Stored items in a collection:
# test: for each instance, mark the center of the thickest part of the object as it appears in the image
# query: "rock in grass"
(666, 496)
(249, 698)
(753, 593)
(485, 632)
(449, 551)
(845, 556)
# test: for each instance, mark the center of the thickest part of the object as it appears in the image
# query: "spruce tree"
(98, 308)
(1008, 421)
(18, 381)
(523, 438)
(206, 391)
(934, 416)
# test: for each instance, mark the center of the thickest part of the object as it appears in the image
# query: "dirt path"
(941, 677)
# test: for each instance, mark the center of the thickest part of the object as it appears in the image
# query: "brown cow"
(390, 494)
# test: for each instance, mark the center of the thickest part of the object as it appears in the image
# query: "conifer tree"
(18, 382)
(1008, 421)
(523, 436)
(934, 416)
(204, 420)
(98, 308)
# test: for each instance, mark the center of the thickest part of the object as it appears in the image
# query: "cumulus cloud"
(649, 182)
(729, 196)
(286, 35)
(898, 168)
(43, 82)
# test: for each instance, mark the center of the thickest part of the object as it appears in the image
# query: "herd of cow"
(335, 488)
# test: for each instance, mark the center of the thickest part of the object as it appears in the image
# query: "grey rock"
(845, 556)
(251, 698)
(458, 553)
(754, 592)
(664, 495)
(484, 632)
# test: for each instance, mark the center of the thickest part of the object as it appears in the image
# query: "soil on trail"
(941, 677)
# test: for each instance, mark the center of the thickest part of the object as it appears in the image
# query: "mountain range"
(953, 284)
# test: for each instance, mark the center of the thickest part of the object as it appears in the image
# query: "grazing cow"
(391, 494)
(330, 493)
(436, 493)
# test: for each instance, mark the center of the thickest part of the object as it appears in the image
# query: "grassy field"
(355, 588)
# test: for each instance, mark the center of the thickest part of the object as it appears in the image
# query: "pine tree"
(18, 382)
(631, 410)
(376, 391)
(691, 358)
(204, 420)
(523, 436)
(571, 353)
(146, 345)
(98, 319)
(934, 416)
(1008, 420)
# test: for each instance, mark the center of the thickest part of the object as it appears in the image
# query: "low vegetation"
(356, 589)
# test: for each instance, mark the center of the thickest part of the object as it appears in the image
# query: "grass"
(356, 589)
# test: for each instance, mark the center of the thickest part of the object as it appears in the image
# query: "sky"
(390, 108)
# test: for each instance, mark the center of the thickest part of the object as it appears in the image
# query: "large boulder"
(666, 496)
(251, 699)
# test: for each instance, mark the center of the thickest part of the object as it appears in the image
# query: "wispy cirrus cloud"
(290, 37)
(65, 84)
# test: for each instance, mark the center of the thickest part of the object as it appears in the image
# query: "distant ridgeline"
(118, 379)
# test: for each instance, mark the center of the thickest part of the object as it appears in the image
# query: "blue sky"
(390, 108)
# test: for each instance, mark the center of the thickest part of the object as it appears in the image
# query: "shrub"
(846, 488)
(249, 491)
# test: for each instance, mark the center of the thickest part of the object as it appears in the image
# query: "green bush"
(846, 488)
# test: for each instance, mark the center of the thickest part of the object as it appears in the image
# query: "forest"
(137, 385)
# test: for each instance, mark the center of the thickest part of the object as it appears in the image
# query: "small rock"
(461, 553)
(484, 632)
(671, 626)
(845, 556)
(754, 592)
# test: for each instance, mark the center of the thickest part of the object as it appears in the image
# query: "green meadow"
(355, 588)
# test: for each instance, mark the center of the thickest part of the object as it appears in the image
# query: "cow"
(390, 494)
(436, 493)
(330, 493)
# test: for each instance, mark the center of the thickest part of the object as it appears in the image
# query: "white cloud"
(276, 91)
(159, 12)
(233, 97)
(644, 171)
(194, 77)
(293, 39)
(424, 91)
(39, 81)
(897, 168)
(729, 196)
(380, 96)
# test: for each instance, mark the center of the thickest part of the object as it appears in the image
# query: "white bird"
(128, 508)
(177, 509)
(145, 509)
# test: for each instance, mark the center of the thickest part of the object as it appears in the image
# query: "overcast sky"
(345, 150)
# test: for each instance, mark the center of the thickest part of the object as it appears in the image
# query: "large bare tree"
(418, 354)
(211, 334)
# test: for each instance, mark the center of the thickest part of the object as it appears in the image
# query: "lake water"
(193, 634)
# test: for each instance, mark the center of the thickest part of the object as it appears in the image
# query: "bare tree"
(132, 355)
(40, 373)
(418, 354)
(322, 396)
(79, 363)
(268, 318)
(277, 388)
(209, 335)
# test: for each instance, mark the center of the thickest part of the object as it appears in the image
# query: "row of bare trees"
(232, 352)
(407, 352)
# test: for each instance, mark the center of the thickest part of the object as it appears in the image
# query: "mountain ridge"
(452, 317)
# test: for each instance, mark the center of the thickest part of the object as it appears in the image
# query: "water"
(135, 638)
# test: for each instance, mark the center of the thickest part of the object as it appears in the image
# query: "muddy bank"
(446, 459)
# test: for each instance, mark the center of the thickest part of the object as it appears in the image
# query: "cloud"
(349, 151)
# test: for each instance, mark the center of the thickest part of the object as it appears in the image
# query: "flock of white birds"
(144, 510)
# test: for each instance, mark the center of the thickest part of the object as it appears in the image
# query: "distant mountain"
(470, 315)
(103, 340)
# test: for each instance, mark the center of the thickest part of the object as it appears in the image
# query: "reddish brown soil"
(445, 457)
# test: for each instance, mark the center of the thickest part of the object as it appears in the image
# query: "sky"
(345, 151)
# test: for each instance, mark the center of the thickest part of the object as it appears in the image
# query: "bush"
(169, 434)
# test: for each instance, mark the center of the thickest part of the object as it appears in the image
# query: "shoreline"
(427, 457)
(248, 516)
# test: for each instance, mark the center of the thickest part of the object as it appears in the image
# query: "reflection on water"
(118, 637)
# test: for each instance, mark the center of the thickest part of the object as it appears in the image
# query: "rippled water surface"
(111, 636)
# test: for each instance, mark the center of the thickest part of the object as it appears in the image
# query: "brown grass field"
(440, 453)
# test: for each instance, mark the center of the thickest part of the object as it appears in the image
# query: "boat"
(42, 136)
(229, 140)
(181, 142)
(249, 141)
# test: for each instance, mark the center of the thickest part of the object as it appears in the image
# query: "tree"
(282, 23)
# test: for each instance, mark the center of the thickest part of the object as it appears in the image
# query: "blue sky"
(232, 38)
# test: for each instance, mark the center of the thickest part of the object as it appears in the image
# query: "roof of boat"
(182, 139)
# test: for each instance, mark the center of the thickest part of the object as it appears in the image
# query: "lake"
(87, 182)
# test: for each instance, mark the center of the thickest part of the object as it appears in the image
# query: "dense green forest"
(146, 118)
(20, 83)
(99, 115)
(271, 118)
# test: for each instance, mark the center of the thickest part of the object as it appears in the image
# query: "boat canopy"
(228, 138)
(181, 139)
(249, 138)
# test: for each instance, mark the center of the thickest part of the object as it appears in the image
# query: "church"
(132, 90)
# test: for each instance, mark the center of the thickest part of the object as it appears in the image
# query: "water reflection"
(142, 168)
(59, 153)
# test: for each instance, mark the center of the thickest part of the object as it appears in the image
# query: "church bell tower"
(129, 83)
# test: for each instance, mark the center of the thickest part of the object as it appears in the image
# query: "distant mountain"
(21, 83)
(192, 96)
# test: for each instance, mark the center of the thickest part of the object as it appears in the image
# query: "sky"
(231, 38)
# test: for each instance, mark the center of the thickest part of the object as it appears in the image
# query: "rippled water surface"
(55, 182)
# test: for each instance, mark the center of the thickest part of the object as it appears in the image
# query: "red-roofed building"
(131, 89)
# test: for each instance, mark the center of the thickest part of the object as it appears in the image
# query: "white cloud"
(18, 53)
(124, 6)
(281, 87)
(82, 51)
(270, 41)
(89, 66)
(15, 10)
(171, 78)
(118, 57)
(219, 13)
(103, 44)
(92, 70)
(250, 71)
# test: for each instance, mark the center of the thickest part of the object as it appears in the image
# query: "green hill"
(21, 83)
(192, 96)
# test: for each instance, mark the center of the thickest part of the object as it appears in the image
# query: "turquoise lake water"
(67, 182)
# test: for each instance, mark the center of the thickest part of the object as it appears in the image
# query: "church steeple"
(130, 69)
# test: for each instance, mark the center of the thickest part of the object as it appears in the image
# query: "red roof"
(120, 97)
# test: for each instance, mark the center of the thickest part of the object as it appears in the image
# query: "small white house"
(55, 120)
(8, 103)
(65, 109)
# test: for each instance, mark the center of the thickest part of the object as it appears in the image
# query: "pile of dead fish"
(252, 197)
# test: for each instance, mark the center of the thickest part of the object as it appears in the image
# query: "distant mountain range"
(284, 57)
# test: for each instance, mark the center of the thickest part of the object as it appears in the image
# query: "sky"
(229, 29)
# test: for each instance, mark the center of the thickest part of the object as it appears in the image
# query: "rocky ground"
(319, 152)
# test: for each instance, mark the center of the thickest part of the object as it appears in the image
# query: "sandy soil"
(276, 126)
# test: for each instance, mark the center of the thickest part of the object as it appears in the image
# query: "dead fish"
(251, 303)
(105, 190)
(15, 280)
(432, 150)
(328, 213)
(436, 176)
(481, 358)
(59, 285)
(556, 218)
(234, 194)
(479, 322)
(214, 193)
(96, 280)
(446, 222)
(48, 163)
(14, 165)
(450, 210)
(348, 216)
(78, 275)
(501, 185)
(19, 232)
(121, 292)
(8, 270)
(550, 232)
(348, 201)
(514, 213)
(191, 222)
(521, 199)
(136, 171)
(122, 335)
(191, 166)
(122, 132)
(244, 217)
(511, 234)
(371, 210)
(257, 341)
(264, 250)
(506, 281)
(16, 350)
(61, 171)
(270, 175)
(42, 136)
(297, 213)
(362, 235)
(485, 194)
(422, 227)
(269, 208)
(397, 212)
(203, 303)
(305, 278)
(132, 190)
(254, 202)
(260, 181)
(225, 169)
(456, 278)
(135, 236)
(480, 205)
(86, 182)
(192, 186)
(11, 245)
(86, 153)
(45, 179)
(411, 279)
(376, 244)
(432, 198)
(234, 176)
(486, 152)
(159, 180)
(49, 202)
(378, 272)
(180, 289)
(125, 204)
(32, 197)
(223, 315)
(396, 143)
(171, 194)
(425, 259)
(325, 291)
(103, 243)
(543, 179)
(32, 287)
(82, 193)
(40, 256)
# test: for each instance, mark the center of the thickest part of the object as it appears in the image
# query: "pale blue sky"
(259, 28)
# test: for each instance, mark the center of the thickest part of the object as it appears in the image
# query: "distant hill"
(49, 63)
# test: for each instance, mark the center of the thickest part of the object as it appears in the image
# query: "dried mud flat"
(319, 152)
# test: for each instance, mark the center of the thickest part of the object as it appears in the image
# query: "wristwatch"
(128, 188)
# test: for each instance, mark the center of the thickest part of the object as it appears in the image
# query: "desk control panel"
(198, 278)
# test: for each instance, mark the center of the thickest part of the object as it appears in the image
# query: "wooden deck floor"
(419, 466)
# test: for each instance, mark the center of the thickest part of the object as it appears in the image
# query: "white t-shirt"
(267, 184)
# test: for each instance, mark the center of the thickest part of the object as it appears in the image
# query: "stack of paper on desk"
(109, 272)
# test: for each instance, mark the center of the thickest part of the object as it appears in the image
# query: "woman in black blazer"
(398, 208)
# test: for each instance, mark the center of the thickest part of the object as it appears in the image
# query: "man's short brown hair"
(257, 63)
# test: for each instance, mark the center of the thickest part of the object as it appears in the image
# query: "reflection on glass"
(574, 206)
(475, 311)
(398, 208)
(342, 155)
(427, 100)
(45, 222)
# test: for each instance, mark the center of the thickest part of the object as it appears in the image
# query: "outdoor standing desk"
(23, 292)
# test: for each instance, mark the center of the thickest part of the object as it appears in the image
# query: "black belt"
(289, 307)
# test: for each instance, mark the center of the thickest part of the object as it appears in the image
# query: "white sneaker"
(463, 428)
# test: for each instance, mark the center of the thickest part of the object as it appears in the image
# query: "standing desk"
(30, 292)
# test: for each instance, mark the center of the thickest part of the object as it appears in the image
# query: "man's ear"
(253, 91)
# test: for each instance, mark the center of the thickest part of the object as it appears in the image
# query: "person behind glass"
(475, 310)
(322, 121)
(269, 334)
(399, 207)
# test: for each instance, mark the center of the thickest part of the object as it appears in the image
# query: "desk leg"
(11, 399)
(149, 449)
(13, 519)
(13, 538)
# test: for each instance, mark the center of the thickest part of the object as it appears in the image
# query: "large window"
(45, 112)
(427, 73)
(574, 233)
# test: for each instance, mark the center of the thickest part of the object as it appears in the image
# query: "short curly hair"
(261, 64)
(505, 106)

#### Given exercise:
Report every line in the records that contains the word "forest", copying each line in full.

#### Task result:
# query: "forest"
# query: "dense green forest"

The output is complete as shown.